--- Stored records ---
········

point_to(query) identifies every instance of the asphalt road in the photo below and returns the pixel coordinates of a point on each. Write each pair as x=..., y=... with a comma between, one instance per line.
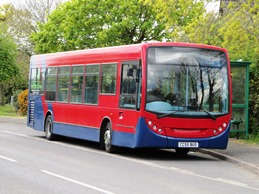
x=31, y=164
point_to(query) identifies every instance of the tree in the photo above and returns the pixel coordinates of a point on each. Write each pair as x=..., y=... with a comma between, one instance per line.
x=80, y=24
x=236, y=29
x=22, y=18
x=8, y=68
x=177, y=14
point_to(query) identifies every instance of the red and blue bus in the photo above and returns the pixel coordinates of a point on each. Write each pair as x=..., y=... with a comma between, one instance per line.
x=148, y=95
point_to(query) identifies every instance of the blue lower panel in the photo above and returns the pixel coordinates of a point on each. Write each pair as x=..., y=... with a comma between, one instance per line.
x=218, y=142
x=80, y=132
x=144, y=137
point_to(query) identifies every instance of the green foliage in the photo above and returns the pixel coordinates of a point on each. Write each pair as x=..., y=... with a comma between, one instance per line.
x=8, y=68
x=80, y=24
x=8, y=111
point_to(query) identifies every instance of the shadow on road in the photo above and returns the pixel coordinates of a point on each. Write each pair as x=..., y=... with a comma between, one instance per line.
x=139, y=153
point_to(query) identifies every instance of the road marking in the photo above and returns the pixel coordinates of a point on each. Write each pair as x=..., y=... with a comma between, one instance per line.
x=143, y=162
x=76, y=182
x=9, y=159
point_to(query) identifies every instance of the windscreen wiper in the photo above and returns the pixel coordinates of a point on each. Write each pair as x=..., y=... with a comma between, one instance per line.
x=208, y=113
x=168, y=114
x=172, y=113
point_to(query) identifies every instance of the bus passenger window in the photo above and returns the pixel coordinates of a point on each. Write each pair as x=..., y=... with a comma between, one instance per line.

········

--- Goal of the exercise ---
Copy the items from the line with "point_to(query) identifies every instance of the blue" up to and including the last line of the items, substituting "windshield" for "windscreen" and changing nothing else.

--- Exercise response ---
point_to(query) identifies every instance of the blue lower panel in the photo above and returns the pixel coordinates of a point on each. Write each pair as x=..., y=... with a comma between, one instance per line.
x=218, y=142
x=80, y=132
x=144, y=137
point_to(query) identifies every instance of the green foliage in the photo above and returns the pixel coordinates of a point on each. Write each pair as x=..., y=... with a comma between, one instance per line.
x=8, y=68
x=80, y=24
x=8, y=111
point_to(query) identifies every instance of the shadow on road in the photo above and returns the pixel coordinates of a point on each. Write each pair as x=..., y=... with a comma between, one instance per line.
x=139, y=153
point_to(query) identifies every instance of the road marking in the photo above and returns the pixel coordinates of a point on each. Write each pair as x=..., y=... with a comma between, one instance per line.
x=143, y=162
x=76, y=182
x=9, y=159
point_to(query) identifies every instance of the windshield wiper in the photo above and returns the pixel coordinates of a point on each. Write each pair as x=..., y=... with a comma between, one instance per line.
x=208, y=113
x=168, y=114
x=172, y=113
point_to(query) identifies every instance of the bus passenger window in the photo above and returns the pixel coordinates of a point on each. Write each pair as x=..., y=... with a comma between, one instance per line.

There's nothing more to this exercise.